**Page**:
—————

Valuing property for tax purposes often involves comparing the property you are valuing to similar properties that sold. A common issue that arises is that the comparable sales do not sell on the day you are looking for. For instance, the Assessment Act requires that property be valued at what it likely would have sold for on January 1, 2016 for the 2017 through 2022 tax years. It appears that the January 1, 2016 valuation date will also be used to calculate taxes for the 2023 tax year – see statement from MPAC here.
Similar properties will have sold some distance in time from that valuation day. It is well accepted that the value of property changes over time. As a result, it is a common appraisal strategy to adjust the sale price to what it likely would have been on January 1, 2016. This is known as a time adjustment study and is a form of time travel. There are a few ways to go about adjusting for time, and some are more reliable than others.
Paired Sales
One of the most intuitive ways to determine a time adjustment factor is an analysis of “paired sales”.

—————

**Available data**:
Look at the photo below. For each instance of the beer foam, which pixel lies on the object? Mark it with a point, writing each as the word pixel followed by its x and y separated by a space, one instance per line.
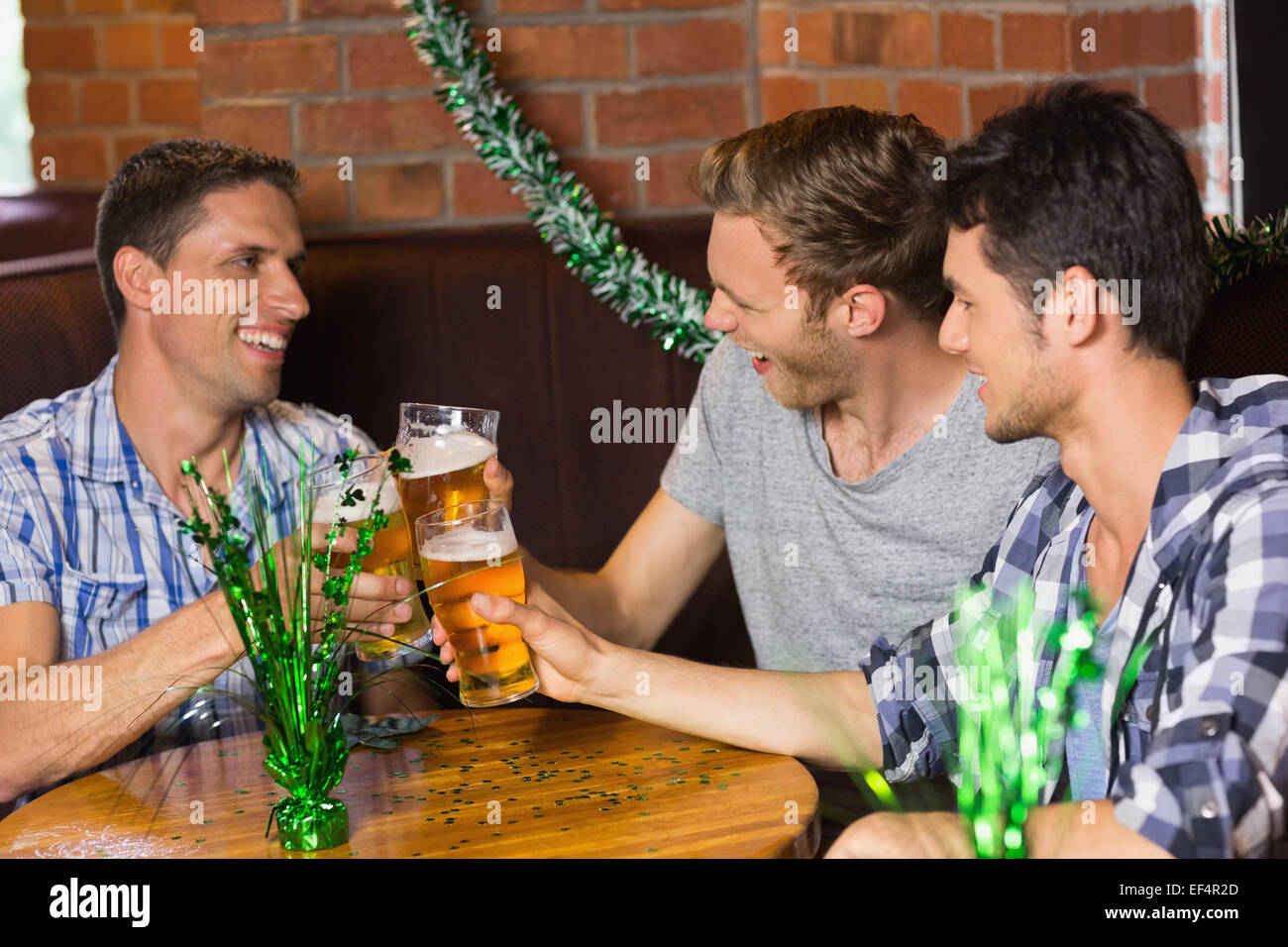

—————

**Written request 1**: For the text on time adjustments in property valuation, decide whether each statement agrees with it, answering yes or no and quoting the words that settle it. (a) For the 2017 through 2022 tax years, property is to be valued as of January 1, 2016. (b) All ways of adjusting for time are equally reliable. (c) A paired sales analysis is named as one of the most intuitive ways to find a time adjustment factor.
**Written request 2**: Extend the text on time adjustments in property valuation, picking up right after its last sentence, the one about "paired sales".
The listing is separate material with no connection to the text on time adjustments in property valuation.

**Expected answer 1**:
(a) Yes: "the Assessment Act requires that property be valued at what it likely would have sold for on January 1, 2016 for the 2017 through 2022 tax years"
(b) No: "some are more reliable than others"
(c) Yes: "One of the most intuitive ways to determine a time adjustment factor is an analysis of “paired sales”."

**Expected answer 2**:
Those are sales of the same property at different points in time. By looking at how the value of those properties over time changed a monthly average change in value can be calculated. A paired sales analysis was accepted by the Board in 622294 Ontario Limited v Municipal Property Assessment Corporation, Region 03, 2020 CanLII 48631 (ON ARB). The Board held that the paired sales study, consisting of 12 pairs of sales, had “its limitations, specifically the relatively small number of properties in the data set, and sale dates that fall well outside the 2015 and 2017 shoulder years.” But the Board ultimately accepted it as the best evidence of the change in value over time.
The number of properties that sold twice in the relevant time period is usually the limiting factor in creating a compelling paired sales study. A robust conclusion can only be drawn if there are enough sales to come to a reliable conclusion, and that data isn’t always available.
The physical and locational aspects of the paired sales must also be considered. If a property has significantly changed between the two sale dates, that must be accounted for prior to considering whether there should be an adjustment for time.
The geographic area of the study can also be a concern. If you have to canvas a wide area to get enough paired sales, the conclusion may be less compelling. This is because each area may change at its own rate. Some areas of a city may have significant infill, which can increase value faster than areas without that development pressure. The more localized a study is, the more compelling it will likely be.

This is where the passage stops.